* Task prompt *
Please set down, word for word, the part of the text about dinner with the upstairs neighbors that begins with the words "The layout of" and ends with "night. By choice.".

* Supplied text *

"""

Yongsan Hospitality

Tonight we had our first experience in a Korean home. Our neighbors upstairs, Sang-Bum and Ji-Sook, invited us for dinner. It was a pleasant experience and one we hope to do again sometime soon. If I didn't fully understand it before, I think I do now - Koreans are the most honest and sincere people I've come across.

The layout of their villa is the same as ours, so I was curious to see how they used the (lack of) space, considering they have two young girls. The first thing I noticed was that the first bedroom, which we use as Cate's room, was set up as an office. The second thing I noticed was actually the third as well. The table we would sit at for dinner (on the floor) was in the second bedroom - and there was no bed. When we asked about the sleeping arrangements, Ji-Sook explained they all sleep in the same room on the floor. I slept on the floor for one night while Carmen's parents were visiting and whined the entire time. They do it every night. By choice.

I realized that we were about to eat dinner on their bed. Imagine inviting people you barely know to your house and serving them dinner in your bedroom.

The reason I mentioned honesty in describing this encounter is because of the way Ji-Sook introduced her daughters. After telling us their names, Da-Ei and Da-Eun, which in English mean 'Full of Grace' and 'Full of Love', she said she is a Christian and tried to explain in English what the names mean to her and her husband. I told her we understand and that she didn't need to explain, but I found it admirable that she'd attempt to share such a personal thing to two strangers in a language she barely speaks.

This seems to be a characteristic Koreans share. There's no small talk in the Korean language. If you speak to somebody it's for a reason. It's honest and sincere, whether it's good or bad, offensive or flattering.

"""

* Photo-based referring expression records *
"""

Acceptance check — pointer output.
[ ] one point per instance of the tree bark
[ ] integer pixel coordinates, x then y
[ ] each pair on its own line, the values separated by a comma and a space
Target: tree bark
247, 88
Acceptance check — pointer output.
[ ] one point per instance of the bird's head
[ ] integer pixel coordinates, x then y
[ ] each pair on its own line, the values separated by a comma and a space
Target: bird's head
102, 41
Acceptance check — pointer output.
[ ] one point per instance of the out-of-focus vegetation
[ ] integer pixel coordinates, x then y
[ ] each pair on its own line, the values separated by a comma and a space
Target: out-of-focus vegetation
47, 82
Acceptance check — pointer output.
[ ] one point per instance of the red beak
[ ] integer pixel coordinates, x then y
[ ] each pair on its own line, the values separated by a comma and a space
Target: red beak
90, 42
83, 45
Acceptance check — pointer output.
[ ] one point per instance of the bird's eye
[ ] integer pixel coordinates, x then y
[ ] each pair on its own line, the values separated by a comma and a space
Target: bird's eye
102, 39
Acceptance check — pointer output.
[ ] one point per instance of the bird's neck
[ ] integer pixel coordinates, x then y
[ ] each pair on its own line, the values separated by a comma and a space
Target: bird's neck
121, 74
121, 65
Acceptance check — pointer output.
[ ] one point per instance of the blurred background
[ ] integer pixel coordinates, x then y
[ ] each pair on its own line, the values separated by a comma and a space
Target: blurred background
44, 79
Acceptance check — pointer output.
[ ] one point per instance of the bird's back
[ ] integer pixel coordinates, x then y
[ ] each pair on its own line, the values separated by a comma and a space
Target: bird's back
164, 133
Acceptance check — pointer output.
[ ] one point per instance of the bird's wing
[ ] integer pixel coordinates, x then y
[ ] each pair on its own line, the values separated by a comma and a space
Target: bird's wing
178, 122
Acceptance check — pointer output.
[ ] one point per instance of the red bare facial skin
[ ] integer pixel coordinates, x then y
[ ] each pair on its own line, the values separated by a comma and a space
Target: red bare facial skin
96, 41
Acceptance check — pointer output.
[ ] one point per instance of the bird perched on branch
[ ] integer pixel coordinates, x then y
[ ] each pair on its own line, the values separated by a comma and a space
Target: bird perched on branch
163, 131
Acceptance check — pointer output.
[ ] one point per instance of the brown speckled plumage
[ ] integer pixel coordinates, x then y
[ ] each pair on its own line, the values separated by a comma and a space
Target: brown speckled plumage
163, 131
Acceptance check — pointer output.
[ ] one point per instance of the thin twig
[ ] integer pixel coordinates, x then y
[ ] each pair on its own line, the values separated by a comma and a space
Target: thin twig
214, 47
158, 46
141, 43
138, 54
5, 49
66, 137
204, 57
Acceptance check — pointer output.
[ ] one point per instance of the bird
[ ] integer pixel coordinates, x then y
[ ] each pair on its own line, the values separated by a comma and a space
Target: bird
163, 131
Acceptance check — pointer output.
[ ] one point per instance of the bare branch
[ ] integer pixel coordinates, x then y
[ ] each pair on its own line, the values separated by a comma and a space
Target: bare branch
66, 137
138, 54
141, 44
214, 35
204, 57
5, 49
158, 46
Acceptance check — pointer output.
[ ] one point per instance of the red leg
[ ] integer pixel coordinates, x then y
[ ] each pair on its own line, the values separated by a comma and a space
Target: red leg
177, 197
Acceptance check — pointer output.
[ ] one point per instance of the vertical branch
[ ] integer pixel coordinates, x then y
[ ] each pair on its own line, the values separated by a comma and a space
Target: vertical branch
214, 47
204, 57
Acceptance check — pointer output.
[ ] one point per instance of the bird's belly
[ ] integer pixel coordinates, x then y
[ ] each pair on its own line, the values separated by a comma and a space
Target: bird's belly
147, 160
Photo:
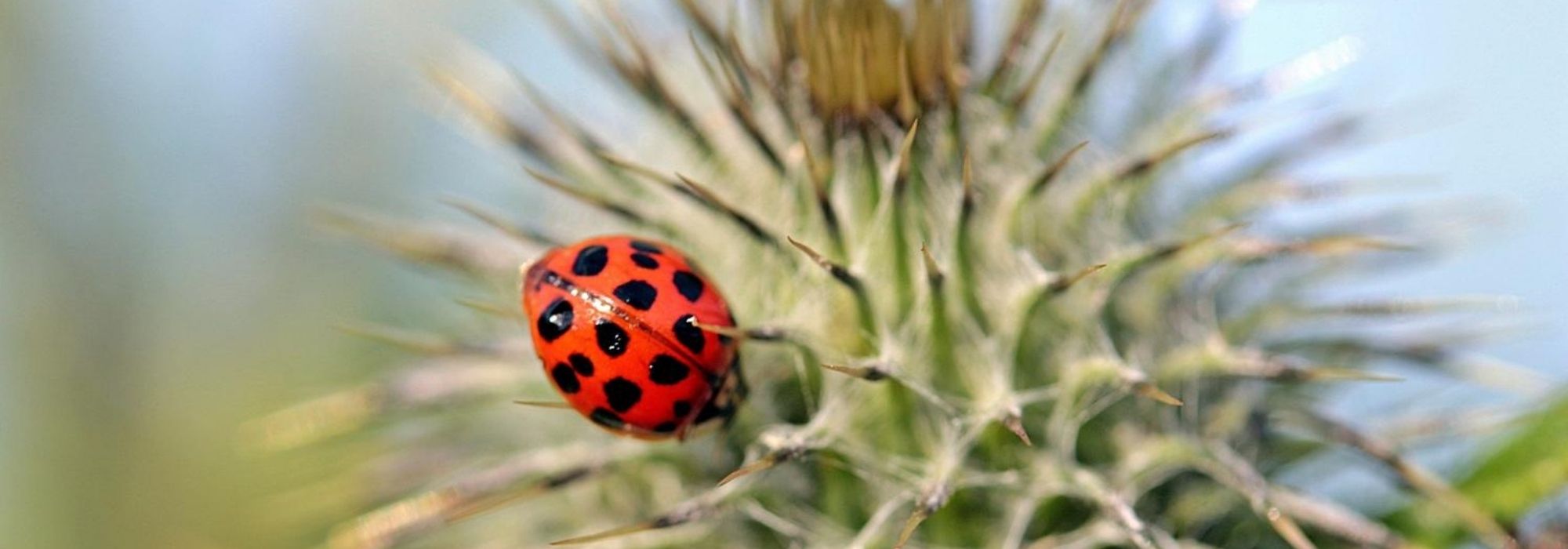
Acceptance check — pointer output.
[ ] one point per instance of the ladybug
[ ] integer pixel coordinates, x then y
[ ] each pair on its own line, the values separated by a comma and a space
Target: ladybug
615, 324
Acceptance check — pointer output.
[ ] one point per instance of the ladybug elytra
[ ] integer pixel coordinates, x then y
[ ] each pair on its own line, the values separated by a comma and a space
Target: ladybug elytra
615, 324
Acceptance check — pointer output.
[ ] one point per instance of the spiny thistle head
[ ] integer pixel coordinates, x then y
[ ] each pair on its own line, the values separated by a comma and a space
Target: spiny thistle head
1023, 300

"""

* Result of the exercise *
The layout of their villa is the same as ours, so I was curious to see how they used the (lack of) space, considering they have two young girls. The first thing I noticed was that the first bedroom, which we use as Cate's room, was set up as an office. The second thing I noticed was actually the third as well. The table we would sit at for dinner (on the floor) was in the second bedroom - and there was no bed. When we asked about the sleeping arrangements, Ji-Sook explained they all sleep in the same room on the floor. I slept on the floor for one night while Carmen's parents were visiting and whined the entire time. They do it every night. By choice.